SUPPLIED DATA:
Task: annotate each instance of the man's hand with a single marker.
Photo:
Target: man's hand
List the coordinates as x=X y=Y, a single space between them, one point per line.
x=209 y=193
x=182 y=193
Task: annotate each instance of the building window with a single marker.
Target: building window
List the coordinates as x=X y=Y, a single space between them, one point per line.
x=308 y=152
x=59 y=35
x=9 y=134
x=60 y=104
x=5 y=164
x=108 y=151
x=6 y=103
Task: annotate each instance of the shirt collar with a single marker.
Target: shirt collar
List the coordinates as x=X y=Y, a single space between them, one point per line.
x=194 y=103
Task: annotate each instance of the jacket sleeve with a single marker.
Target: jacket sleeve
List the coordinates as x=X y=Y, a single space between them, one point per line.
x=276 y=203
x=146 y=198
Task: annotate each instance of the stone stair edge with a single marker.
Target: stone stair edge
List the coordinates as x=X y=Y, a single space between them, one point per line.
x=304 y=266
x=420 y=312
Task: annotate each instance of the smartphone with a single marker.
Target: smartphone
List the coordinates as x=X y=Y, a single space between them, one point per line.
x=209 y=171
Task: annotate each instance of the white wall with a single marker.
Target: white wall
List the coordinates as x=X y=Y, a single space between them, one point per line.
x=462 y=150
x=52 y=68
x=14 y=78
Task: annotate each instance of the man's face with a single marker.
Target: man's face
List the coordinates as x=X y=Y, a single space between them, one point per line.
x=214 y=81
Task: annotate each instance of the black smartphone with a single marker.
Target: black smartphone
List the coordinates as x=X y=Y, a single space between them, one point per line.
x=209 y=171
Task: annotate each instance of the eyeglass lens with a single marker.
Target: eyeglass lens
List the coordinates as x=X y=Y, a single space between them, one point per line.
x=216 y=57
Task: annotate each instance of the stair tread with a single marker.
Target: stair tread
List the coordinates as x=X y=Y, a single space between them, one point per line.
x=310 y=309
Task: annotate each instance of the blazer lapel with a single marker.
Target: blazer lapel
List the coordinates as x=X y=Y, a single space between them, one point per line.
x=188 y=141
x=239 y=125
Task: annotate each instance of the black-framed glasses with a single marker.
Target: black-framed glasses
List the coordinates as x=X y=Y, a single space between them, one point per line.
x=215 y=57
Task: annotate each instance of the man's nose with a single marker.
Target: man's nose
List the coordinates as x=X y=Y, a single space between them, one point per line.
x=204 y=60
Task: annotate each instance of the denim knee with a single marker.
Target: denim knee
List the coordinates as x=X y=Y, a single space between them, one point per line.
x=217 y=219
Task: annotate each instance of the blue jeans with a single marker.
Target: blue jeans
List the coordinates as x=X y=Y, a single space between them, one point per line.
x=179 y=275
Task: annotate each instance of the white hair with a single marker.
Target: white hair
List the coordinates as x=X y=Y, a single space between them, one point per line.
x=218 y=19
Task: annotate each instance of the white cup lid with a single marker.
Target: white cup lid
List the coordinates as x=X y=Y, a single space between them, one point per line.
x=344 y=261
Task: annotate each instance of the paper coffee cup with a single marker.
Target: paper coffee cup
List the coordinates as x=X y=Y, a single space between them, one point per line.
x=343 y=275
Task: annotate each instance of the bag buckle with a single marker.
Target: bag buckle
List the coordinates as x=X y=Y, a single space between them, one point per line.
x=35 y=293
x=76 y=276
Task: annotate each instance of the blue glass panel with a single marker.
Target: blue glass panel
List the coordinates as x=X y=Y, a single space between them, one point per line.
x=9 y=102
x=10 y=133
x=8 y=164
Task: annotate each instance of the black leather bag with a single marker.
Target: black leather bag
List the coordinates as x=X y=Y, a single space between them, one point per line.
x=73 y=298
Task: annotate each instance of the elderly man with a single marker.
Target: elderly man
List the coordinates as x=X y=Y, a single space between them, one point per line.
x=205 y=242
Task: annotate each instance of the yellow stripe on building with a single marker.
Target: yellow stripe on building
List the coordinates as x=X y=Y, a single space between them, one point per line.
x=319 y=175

TASK DESCRIPTION:
Please reproduce, word for word, the stretch from the line containing "Task: annotate each instance of the elderly" through the end of the records.

RESULT OF THE TASK:
Task: annotate each instance of the elderly man with a single marker.
Target: elderly man
List the coordinates as x=X y=Y, a single space between them, one point per line.
x=205 y=242
Task: annotate each instance of the yellow stripe on building with a single marker.
Target: yellow stripe on building
List the coordinates as x=X y=Y, a single space between them, one point per line.
x=319 y=175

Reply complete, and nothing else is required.